Records:

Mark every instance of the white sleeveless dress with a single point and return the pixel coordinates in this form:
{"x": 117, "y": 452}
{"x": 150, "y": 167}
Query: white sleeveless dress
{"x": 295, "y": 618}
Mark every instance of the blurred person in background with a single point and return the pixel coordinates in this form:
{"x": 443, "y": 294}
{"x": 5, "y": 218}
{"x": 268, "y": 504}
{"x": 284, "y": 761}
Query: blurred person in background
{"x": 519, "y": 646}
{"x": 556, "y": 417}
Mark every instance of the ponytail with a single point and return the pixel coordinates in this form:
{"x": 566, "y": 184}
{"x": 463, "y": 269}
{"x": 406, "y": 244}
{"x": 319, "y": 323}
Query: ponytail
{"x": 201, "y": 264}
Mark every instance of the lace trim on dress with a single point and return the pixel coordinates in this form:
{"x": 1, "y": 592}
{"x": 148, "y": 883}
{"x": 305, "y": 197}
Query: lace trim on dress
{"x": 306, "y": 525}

Aim: Copy all the records above in full, requests included, and increase every x and y coordinate in the answers by 17. Leave the sample coordinates inside the requests unchanged.

Task answer:
Mark every instance of the white sleeveless dress with a single point and return the pixel coordinates in this form:
{"x": 117, "y": 452}
{"x": 150, "y": 167}
Query: white sleeveless dress
{"x": 312, "y": 635}
Mark every instance of the blurred person in background with a single point and return the pixel coordinates in this form:
{"x": 443, "y": 294}
{"x": 5, "y": 218}
{"x": 268, "y": 504}
{"x": 284, "y": 761}
Query: blurred person in background
{"x": 536, "y": 663}
{"x": 573, "y": 434}
Mark every instance of the ponytail with a single point and return the pixel coordinates in this form:
{"x": 566, "y": 184}
{"x": 463, "y": 269}
{"x": 406, "y": 244}
{"x": 319, "y": 323}
Query: ponytail
{"x": 218, "y": 281}
Mark every instance of the lace trim on dress with a single point and return the pixel coordinates in this form:
{"x": 1, "y": 592}
{"x": 148, "y": 883}
{"x": 305, "y": 197}
Query: lace trim on dress
{"x": 323, "y": 542}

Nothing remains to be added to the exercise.